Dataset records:

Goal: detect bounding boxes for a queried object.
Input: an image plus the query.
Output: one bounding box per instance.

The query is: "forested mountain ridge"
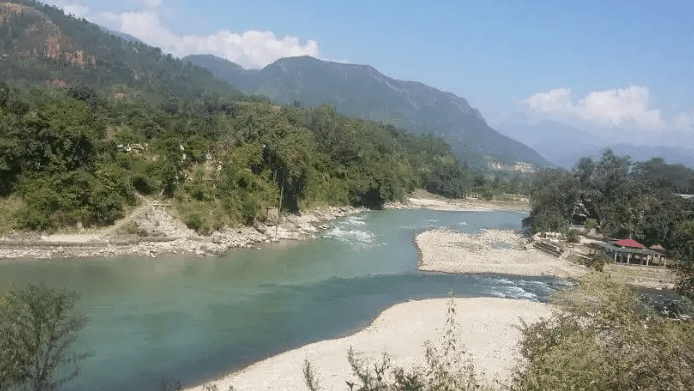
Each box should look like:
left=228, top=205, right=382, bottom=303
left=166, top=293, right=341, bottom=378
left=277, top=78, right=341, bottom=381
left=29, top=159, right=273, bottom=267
left=184, top=55, right=551, bottom=166
left=0, top=0, right=484, bottom=234
left=0, top=0, right=241, bottom=102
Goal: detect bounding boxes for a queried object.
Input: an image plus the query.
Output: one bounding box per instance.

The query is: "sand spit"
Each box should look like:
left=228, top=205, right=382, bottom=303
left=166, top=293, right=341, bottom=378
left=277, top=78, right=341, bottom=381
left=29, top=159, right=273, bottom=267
left=0, top=190, right=528, bottom=260
left=189, top=298, right=552, bottom=391
left=0, top=203, right=366, bottom=260
left=415, top=229, right=588, bottom=278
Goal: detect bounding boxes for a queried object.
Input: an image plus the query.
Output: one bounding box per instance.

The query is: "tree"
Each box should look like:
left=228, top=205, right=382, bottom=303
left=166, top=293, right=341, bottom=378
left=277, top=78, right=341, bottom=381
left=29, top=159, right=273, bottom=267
left=0, top=285, right=89, bottom=391
left=512, top=273, right=694, bottom=390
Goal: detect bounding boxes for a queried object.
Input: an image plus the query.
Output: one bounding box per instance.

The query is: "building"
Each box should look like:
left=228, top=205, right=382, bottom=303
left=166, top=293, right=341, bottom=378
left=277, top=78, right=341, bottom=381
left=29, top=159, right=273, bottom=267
left=590, top=239, right=667, bottom=266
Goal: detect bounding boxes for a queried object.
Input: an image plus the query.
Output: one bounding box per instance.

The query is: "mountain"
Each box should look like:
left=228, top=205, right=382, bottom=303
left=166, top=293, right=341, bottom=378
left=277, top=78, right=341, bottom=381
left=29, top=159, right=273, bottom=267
left=183, top=55, right=551, bottom=166
left=498, top=117, right=694, bottom=168
left=0, top=0, right=238, bottom=101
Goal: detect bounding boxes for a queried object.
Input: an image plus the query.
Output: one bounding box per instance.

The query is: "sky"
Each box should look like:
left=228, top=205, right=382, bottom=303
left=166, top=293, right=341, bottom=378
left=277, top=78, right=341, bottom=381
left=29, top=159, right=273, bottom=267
left=47, top=0, right=694, bottom=149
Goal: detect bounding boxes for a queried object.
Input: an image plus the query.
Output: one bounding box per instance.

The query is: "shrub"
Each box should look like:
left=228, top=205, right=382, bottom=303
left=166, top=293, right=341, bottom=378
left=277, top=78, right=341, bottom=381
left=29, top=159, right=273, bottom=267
left=514, top=273, right=694, bottom=390
left=303, top=298, right=485, bottom=391
left=584, top=219, right=598, bottom=231
left=0, top=285, right=88, bottom=391
left=566, top=228, right=581, bottom=243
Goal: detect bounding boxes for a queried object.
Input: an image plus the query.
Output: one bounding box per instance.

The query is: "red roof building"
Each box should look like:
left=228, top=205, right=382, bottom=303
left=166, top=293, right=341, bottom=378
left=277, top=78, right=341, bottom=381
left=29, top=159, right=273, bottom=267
left=614, top=239, right=646, bottom=248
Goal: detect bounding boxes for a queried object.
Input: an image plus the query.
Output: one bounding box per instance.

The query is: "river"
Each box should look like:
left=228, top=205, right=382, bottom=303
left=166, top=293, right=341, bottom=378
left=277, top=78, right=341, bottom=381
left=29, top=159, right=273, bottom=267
left=0, top=210, right=564, bottom=391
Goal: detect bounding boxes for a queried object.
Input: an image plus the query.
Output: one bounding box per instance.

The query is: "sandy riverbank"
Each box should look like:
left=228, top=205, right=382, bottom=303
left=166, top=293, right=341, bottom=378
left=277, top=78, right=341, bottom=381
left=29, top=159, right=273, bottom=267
left=386, top=189, right=530, bottom=212
left=415, top=229, right=588, bottom=278
left=0, top=190, right=527, bottom=260
left=182, top=298, right=551, bottom=391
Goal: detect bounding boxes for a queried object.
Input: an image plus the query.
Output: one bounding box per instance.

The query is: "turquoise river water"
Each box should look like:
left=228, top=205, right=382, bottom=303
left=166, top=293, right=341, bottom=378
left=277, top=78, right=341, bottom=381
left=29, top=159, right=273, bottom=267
left=0, top=210, right=565, bottom=391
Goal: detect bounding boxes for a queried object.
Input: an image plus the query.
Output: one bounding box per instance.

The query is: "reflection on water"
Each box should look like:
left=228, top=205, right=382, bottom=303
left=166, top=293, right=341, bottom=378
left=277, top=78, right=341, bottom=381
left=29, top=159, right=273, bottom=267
left=0, top=210, right=562, bottom=390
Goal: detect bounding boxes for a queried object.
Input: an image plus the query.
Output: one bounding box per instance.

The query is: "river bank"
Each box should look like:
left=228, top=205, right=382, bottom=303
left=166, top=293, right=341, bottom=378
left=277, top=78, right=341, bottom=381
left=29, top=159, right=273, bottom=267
left=188, top=298, right=552, bottom=391
left=415, top=229, right=588, bottom=278
left=0, top=190, right=527, bottom=260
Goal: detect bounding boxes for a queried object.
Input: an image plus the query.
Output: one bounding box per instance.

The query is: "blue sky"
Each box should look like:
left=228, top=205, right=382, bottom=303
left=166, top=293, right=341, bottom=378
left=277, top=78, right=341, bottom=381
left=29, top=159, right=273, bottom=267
left=44, top=0, right=694, bottom=148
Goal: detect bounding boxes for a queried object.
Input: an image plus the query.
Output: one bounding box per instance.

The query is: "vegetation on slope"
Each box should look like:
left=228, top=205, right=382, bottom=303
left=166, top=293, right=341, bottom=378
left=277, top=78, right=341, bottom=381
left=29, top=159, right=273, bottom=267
left=525, top=150, right=694, bottom=297
left=0, top=85, right=472, bottom=233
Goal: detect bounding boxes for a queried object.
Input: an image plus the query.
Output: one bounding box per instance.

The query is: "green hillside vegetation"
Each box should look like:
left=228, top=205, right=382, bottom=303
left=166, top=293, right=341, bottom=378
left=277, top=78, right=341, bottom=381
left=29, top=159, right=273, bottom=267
left=524, top=149, right=694, bottom=297
left=0, top=85, right=472, bottom=233
left=184, top=55, right=551, bottom=167
left=0, top=0, right=473, bottom=233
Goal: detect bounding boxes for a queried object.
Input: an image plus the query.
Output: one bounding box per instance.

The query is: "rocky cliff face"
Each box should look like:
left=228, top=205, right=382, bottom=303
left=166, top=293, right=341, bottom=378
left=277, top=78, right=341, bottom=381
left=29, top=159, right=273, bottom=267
left=0, top=3, right=96, bottom=68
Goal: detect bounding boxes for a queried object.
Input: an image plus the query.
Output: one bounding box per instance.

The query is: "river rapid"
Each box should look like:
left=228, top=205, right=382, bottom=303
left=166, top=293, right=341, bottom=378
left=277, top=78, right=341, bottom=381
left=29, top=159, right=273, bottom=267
left=0, top=209, right=565, bottom=391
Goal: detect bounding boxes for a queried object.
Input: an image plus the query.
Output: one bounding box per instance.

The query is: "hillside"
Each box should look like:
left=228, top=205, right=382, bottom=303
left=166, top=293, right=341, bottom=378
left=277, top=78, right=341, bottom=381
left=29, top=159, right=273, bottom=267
left=184, top=55, right=551, bottom=166
left=498, top=118, right=694, bottom=168
left=0, top=0, right=238, bottom=102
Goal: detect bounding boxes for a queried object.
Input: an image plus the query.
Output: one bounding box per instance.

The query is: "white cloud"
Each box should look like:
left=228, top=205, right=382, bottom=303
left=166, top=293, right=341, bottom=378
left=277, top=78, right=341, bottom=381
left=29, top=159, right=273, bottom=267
left=673, top=112, right=694, bottom=129
left=522, top=86, right=667, bottom=131
left=44, top=0, right=320, bottom=68
left=520, top=86, right=694, bottom=146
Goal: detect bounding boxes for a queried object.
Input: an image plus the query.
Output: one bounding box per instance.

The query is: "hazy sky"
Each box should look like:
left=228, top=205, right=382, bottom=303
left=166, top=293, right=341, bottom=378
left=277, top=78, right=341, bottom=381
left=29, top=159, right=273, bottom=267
left=48, top=0, right=694, bottom=148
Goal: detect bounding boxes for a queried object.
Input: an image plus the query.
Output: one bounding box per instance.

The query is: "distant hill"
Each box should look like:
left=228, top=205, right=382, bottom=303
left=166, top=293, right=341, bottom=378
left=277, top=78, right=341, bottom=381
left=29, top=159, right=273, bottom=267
left=498, top=118, right=694, bottom=168
left=0, top=0, right=238, bottom=100
left=184, top=55, right=551, bottom=166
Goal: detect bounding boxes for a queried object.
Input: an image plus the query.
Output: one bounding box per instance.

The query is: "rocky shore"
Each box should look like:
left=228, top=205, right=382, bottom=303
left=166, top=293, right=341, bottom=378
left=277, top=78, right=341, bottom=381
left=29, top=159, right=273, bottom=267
left=188, top=298, right=552, bottom=391
left=415, top=229, right=588, bottom=278
left=0, top=190, right=528, bottom=260
left=0, top=204, right=365, bottom=260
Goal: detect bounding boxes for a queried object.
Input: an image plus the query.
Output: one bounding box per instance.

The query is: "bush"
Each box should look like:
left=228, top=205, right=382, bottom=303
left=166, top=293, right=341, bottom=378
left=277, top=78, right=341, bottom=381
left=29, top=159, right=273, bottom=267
left=514, top=273, right=694, bottom=391
left=584, top=219, right=598, bottom=231
left=0, top=285, right=88, bottom=391
left=303, top=298, right=485, bottom=391
left=566, top=228, right=581, bottom=243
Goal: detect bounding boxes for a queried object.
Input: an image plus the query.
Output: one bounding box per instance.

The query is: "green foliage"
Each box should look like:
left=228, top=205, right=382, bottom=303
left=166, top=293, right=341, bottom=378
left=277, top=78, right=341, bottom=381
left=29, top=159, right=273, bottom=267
left=0, top=74, right=472, bottom=234
left=584, top=218, right=598, bottom=231
left=514, top=273, right=694, bottom=390
left=566, top=228, right=581, bottom=243
left=524, top=149, right=694, bottom=296
left=303, top=298, right=485, bottom=391
left=0, top=285, right=87, bottom=391
left=0, top=195, right=22, bottom=235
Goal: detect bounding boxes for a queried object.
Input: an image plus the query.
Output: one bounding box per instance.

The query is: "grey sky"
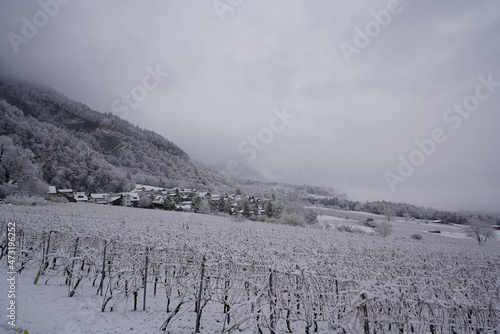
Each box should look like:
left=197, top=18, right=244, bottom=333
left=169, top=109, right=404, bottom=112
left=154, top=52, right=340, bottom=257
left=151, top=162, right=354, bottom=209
left=0, top=0, right=500, bottom=211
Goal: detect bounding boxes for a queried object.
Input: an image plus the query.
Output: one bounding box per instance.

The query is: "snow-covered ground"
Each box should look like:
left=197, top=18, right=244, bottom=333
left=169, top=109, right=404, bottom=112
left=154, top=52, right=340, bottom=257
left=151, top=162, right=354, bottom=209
left=0, top=203, right=500, bottom=334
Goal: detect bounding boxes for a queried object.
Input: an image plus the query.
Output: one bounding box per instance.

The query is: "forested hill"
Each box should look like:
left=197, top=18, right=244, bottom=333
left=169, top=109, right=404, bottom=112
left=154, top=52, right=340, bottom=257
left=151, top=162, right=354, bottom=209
left=0, top=81, right=231, bottom=192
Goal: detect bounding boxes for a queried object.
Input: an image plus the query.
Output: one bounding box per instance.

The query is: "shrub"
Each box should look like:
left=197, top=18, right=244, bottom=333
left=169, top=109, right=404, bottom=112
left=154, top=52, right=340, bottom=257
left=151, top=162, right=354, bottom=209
left=278, top=213, right=306, bottom=227
left=336, top=225, right=365, bottom=234
left=377, top=221, right=394, bottom=238
left=231, top=213, right=246, bottom=223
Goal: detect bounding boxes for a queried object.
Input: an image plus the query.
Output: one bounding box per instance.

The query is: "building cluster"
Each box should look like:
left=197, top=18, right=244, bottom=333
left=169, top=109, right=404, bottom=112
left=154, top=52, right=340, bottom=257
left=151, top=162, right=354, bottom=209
left=48, top=185, right=265, bottom=214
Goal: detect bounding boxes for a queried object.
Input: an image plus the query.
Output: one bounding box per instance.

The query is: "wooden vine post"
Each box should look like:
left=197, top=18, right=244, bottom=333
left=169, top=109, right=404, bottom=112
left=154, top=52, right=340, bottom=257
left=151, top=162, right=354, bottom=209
left=361, top=293, right=370, bottom=334
left=142, top=247, right=148, bottom=311
left=269, top=268, right=275, bottom=334
left=195, top=256, right=205, bottom=333
left=98, top=239, right=108, bottom=296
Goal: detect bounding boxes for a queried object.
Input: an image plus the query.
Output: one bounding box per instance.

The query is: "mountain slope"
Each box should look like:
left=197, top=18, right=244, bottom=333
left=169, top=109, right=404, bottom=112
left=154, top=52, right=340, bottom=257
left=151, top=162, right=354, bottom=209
left=0, top=81, right=232, bottom=191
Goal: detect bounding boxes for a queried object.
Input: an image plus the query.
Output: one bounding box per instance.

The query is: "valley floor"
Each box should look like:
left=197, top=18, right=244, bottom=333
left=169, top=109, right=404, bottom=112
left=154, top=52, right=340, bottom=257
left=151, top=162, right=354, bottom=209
left=0, top=203, right=500, bottom=334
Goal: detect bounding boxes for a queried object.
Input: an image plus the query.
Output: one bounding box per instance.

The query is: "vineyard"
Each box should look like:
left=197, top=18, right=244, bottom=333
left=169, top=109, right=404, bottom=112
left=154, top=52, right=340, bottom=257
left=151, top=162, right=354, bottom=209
left=0, top=204, right=500, bottom=334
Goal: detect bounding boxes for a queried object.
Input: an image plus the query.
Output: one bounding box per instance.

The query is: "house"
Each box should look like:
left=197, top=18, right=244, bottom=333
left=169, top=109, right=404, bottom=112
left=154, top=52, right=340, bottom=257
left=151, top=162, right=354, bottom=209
left=48, top=186, right=57, bottom=196
left=74, top=192, right=89, bottom=202
left=108, top=194, right=123, bottom=205
left=88, top=194, right=109, bottom=204
left=180, top=201, right=191, bottom=211
left=57, top=189, right=75, bottom=202
left=121, top=192, right=140, bottom=207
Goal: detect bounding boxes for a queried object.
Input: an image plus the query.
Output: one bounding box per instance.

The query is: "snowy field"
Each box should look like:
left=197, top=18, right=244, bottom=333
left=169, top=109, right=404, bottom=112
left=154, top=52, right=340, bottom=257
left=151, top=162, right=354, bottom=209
left=0, top=203, right=500, bottom=334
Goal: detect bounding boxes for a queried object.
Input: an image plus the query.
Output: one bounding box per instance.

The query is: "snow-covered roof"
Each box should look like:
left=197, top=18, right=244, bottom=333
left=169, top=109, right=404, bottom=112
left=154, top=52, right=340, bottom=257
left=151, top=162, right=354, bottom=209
left=132, top=184, right=166, bottom=192
left=90, top=194, right=109, bottom=199
left=75, top=192, right=89, bottom=201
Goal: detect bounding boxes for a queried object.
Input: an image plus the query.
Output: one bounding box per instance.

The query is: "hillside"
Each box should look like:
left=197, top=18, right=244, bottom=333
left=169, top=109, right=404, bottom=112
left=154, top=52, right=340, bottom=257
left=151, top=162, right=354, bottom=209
left=0, top=80, right=332, bottom=195
left=0, top=81, right=231, bottom=191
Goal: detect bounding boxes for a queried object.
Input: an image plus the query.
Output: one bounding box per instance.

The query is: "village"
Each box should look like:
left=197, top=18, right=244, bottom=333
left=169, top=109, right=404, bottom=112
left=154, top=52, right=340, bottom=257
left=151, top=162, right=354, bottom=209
left=48, top=184, right=274, bottom=218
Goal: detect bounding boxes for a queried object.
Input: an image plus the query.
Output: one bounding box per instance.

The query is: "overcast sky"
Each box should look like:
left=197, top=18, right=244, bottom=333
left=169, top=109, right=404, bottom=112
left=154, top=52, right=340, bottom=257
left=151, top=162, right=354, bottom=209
left=0, top=0, right=500, bottom=211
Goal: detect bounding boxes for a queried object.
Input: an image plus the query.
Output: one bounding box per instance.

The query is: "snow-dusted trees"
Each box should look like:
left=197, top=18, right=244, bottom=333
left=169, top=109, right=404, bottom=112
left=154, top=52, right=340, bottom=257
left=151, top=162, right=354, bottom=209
left=464, top=217, right=496, bottom=244
left=376, top=221, right=394, bottom=238
left=0, top=136, right=46, bottom=196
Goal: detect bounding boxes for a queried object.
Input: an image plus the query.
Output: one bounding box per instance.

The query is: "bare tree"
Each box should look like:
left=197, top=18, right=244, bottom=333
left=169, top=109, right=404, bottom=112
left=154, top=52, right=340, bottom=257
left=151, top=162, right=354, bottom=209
left=377, top=221, right=394, bottom=238
left=464, top=217, right=496, bottom=244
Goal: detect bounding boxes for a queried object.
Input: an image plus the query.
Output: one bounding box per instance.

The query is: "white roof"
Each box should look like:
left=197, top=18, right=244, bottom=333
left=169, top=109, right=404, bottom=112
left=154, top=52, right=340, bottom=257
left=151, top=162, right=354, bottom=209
left=90, top=194, right=109, bottom=198
left=132, top=184, right=166, bottom=191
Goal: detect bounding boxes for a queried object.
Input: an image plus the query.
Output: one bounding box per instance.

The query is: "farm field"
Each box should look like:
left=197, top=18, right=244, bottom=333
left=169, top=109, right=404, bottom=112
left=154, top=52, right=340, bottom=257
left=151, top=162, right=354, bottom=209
left=313, top=207, right=490, bottom=242
left=0, top=203, right=500, bottom=334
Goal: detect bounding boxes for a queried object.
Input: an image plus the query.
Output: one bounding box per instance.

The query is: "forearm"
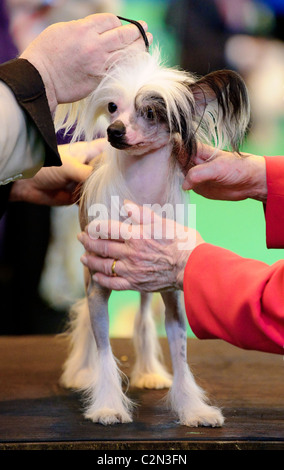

## EXERCISE GOAL
Copy out the records word for word, from their start through the line that contains "left=0, top=0, right=238, bottom=101", including that line, and leave out the pictures.

## RESPONSE TO THE EXERCISE
Goal: detect bounding boxes for a queried object.
Input: an image plus the query.
Output: one bounding box per instance.

The query is: "forested mountain ridge"
Each box should look like:
left=228, top=205, right=382, bottom=303
left=166, top=293, right=341, bottom=378
left=277, top=78, right=341, bottom=381
left=29, top=159, right=273, bottom=267
left=184, top=55, right=551, bottom=166
left=0, top=0, right=484, bottom=234
left=0, top=0, right=241, bottom=102
Goal: detect bounding boxes for a queried object.
Input: an image plus the query.
Output: one bounding box per instance.

The query is: "sand spit"
Each box should look like:
left=228, top=205, right=382, bottom=303
left=166, top=293, right=341, bottom=378
left=277, top=78, right=341, bottom=381
left=29, top=159, right=273, bottom=267
left=0, top=190, right=528, bottom=260
left=189, top=298, right=552, bottom=391
left=0, top=203, right=366, bottom=260
left=415, top=229, right=588, bottom=278
Goal: detect bounding boxes for a queried object.
Input: an image plus the query.
Output: one bounding box per instance.

The query is: "tree"
Each box should look like:
left=228, top=205, right=382, bottom=303
left=166, top=293, right=341, bottom=378
left=277, top=78, right=341, bottom=381
left=29, top=159, right=273, bottom=267
left=0, top=285, right=89, bottom=391
left=512, top=273, right=694, bottom=390
Goal: detect bounding boxes for a queried object.
Input: an image plus the query.
Output: one bounding box per instance.

The query is: "building"
Each box should look like:
left=228, top=205, right=382, bottom=303
left=166, top=293, right=341, bottom=378
left=277, top=78, right=341, bottom=381
left=29, top=159, right=273, bottom=267
left=590, top=239, right=667, bottom=266
Goal: detect bounding boxes for a queried object.
Input: an image plus the query.
Output: one bounding box per instance.

The query is: "mountain"
Each box should look like:
left=228, top=205, right=382, bottom=303
left=166, top=293, right=341, bottom=378
left=277, top=78, right=341, bottom=381
left=29, top=159, right=273, bottom=267
left=183, top=55, right=551, bottom=166
left=498, top=117, right=694, bottom=168
left=0, top=0, right=238, bottom=101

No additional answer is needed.